* **GIVEN TASK**
Copy every entry below word for word, leaving out the pictures.

◇ ◇ ◇ ◇ ◇

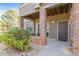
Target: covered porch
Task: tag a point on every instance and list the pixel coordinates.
(46, 17)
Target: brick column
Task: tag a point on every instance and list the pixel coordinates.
(21, 22)
(74, 27)
(42, 25)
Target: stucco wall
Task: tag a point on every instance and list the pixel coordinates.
(53, 30)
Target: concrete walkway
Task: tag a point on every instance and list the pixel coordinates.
(55, 48)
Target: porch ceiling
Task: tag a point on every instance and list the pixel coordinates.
(53, 10)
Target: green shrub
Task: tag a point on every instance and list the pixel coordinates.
(17, 38)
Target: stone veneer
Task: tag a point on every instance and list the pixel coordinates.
(74, 27)
(43, 17)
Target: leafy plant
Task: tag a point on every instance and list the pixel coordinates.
(17, 38)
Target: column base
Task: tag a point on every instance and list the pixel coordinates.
(75, 46)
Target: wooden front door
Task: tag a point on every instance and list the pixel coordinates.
(63, 30)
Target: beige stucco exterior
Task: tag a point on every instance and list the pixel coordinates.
(46, 13)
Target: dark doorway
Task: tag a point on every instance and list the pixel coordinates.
(63, 30)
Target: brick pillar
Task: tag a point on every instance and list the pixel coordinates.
(42, 25)
(74, 27)
(21, 22)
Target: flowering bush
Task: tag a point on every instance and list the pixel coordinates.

◇ ◇ ◇ ◇ ◇

* **RESULT OF THIS EXERCISE**
Target: covered porch
Task: tag a point on every instance and list the pixel coordinates.
(46, 17)
Target: brick column
Task: tag a point on every instance and list the pixel coordinates.
(21, 22)
(74, 27)
(42, 25)
Target: stucco wall
Task: tag a point on every instance and list the pixel coordinates.
(53, 30)
Target: concrete walkway
Task: tag a point on every instance and list the pixel coordinates.
(55, 48)
Target: porch ceiling
Task: tag a point on every instance and list the pixel coordinates.
(53, 10)
Target: green shrub
Task: tag a point on every instance and list the pixel coordinates.
(17, 38)
Target: stone veneer
Task: tag a point on every instance and list the pixel coordinates.
(74, 27)
(43, 17)
Target: leafy plant
Task: tag a point on every instance and list the pixel coordinates.
(17, 38)
Target: column base
Task: tag a point on every instance and list the pixel coordinates.
(75, 46)
Target: wooden front door
Task: tag a point on every instance and list the pixel coordinates.
(63, 30)
Target: beige stucco exterior
Task: tag a point on every instance and list the pixel coordinates.
(46, 13)
Target: dark doorway
Task: tag a point on every instance and list the pixel coordinates.
(63, 30)
Target: brick pillar
Task: tag a point on every instance and list the pixel coordinates.
(42, 25)
(74, 27)
(21, 22)
Target: flowering bush
Task: tag a point on every instance and list the pixel coordinates.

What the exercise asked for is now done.